→ REQUEST
Each entry below is to be transcribed exactly.

[BEGIN RECORDED INFORMATION]

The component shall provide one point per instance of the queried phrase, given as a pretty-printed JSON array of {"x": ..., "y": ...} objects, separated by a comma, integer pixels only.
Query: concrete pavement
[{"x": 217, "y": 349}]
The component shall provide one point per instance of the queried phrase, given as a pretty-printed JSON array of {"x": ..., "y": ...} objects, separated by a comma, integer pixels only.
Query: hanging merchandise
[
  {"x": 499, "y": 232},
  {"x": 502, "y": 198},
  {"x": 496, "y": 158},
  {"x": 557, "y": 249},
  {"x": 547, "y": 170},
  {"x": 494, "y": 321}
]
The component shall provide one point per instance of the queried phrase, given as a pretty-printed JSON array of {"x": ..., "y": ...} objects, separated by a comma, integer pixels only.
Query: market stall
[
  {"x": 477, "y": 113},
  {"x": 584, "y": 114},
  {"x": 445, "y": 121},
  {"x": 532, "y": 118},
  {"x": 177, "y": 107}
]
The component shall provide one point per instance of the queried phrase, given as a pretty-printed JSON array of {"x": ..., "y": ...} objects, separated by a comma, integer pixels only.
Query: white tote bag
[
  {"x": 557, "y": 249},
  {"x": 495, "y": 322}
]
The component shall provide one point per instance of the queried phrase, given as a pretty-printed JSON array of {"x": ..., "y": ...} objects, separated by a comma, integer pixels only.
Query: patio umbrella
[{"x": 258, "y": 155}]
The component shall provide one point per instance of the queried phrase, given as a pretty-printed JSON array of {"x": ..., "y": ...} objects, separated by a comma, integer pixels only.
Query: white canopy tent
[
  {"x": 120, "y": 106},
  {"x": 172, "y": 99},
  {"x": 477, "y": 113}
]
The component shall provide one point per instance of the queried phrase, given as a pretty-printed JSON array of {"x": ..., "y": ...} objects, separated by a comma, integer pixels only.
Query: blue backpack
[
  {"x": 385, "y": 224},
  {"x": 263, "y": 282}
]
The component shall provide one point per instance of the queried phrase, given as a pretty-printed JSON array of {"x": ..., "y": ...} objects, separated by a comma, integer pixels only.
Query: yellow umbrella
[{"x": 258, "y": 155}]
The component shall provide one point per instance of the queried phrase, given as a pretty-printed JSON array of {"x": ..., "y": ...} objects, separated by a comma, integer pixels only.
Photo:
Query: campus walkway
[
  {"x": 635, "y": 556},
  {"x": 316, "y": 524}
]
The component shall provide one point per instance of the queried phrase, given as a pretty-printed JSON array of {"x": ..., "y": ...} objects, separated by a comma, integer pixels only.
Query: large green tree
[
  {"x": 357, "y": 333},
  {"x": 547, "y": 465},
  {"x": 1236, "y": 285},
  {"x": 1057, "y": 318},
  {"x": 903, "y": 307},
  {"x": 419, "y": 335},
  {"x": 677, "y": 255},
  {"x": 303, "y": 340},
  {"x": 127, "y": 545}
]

[END RECORDED INFORMATION]

→ ANSWER TO THIS PROBLEM
The component shall provide one point per instance of the queried phrase, given as a pretty-printed JSON array of {"x": ..., "y": ...} objects, separated by a comma, integer pixels only.
Query: concrete pavement
[{"x": 217, "y": 349}]
The component shall provide one point per instance of the queried phrase, given as a pretty-printed JSON array of {"x": ..., "y": ...} objects, separated by a comma, integer pixels only.
Query: hanging merchandise
[
  {"x": 499, "y": 232},
  {"x": 502, "y": 198},
  {"x": 496, "y": 158},
  {"x": 557, "y": 249},
  {"x": 547, "y": 170},
  {"x": 494, "y": 321}
]
The component shall provide one point per instance of the queried phrase, given as a pretty-printed JSON array of {"x": ..., "y": ...} objects, separated by a comma, integer pixels only.
Query: market stall
[
  {"x": 477, "y": 113},
  {"x": 584, "y": 114},
  {"x": 445, "y": 121},
  {"x": 532, "y": 118},
  {"x": 177, "y": 107}
]
The component shall provide one point per instance of the queried phrase, given as a pretty-printed JSON array of {"x": ..., "y": ...} objects, separated by a comma, integer pixels only.
Query: white tote bag
[
  {"x": 557, "y": 249},
  {"x": 495, "y": 322}
]
The component shall provide one point per instance of the queried phrase, given as a pretty-printed JSON array of {"x": ..., "y": ...} objects, separated by a comma, integer pixels only.
Query: patio umbrella
[{"x": 258, "y": 155}]
The component shall provide one point per instance of the queried phrase, given as a pretty-printed JSON array of {"x": ..., "y": ...} objects, separated by a comma, integer pixels only.
Query: white canopy tent
[
  {"x": 120, "y": 106},
  {"x": 172, "y": 99},
  {"x": 477, "y": 113}
]
The component shall provide one point per instance of the queried phrase, given as a pretty-printed JSON array of {"x": ..., "y": ...} objects, separated by a comma, integer pixels only.
Query: blue backpack
[
  {"x": 385, "y": 224},
  {"x": 263, "y": 282}
]
The component shall provide one point per instance of the queried phrase, given as a pretty-printed JSON array of {"x": ..., "y": ...} objects, separated by a comma, integer pixels only.
Query: yellow umbrella
[{"x": 258, "y": 155}]
The component shall provide one point per instance of the queried phrase, given as a pretty-printed JSON array of {"x": ..., "y": ...} objects, separated by a comma, integer pixels only.
Photo:
Query: campus walkway
[
  {"x": 635, "y": 556},
  {"x": 316, "y": 524}
]
The component shall provide one point per instance of the queried phrase, given as a pretty-printed JSON array of {"x": ..., "y": ...} objects, separated by a comma, integer pixels only.
Query: large green tree
[
  {"x": 357, "y": 333},
  {"x": 547, "y": 465},
  {"x": 1236, "y": 285},
  {"x": 1057, "y": 318},
  {"x": 903, "y": 307},
  {"x": 419, "y": 335},
  {"x": 677, "y": 255},
  {"x": 303, "y": 340},
  {"x": 127, "y": 545}
]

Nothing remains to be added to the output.